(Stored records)

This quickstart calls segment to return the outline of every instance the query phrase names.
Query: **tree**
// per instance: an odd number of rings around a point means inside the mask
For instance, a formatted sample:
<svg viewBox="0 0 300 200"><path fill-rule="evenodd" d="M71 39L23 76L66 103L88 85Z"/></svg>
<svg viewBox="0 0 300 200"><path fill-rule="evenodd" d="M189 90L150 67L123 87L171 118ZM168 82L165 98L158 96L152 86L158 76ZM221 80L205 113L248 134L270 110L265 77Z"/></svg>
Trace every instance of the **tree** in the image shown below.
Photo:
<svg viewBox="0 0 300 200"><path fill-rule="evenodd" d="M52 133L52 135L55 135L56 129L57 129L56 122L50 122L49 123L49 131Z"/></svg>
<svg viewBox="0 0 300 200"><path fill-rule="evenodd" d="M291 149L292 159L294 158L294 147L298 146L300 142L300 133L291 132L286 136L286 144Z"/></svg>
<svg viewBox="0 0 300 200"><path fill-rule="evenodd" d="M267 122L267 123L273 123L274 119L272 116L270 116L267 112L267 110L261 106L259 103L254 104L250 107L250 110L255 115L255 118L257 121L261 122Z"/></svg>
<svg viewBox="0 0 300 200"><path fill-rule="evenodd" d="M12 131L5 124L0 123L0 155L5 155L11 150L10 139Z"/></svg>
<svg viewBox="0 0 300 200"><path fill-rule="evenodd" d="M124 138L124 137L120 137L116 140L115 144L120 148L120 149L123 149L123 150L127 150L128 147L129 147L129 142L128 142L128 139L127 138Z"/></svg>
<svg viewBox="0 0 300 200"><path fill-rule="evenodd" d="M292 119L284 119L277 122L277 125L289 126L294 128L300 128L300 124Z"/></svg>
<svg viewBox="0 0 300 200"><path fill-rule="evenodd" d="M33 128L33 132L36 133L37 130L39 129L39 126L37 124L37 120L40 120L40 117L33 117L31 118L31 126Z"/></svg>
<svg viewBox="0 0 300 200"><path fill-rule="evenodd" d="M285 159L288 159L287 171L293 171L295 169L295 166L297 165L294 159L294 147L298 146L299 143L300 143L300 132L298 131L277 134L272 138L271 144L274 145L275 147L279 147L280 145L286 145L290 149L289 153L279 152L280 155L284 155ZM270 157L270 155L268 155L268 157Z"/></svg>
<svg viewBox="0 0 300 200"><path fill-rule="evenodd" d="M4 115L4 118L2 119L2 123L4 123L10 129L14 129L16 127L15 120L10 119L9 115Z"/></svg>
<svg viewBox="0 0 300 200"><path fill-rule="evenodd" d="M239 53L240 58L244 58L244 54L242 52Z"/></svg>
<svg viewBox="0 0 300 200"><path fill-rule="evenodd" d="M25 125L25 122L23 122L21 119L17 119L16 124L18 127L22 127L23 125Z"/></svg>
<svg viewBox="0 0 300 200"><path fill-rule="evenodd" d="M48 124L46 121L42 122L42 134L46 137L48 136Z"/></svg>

## Your objective
Precisely reproduce the lines of the entries, beginning at the first and ending at the one containing "Trace every instance". Add nothing.

## Exercise answer
This quickstart calls segment to return the outline of every instance the query phrase names.
Query: **tree**
// per instance: an odd number of rings around a point means inside the mask
For instance, a formatted sample:
<svg viewBox="0 0 300 200"><path fill-rule="evenodd" d="M71 39L23 76L66 103L88 85Z"/></svg>
<svg viewBox="0 0 300 200"><path fill-rule="evenodd" d="M189 90L150 67L123 87L171 118ZM168 82L165 98L158 96L152 86L158 76ZM221 80L205 113L248 134L270 110L265 77Z"/></svg>
Trace every instance of the **tree** in the image shown below.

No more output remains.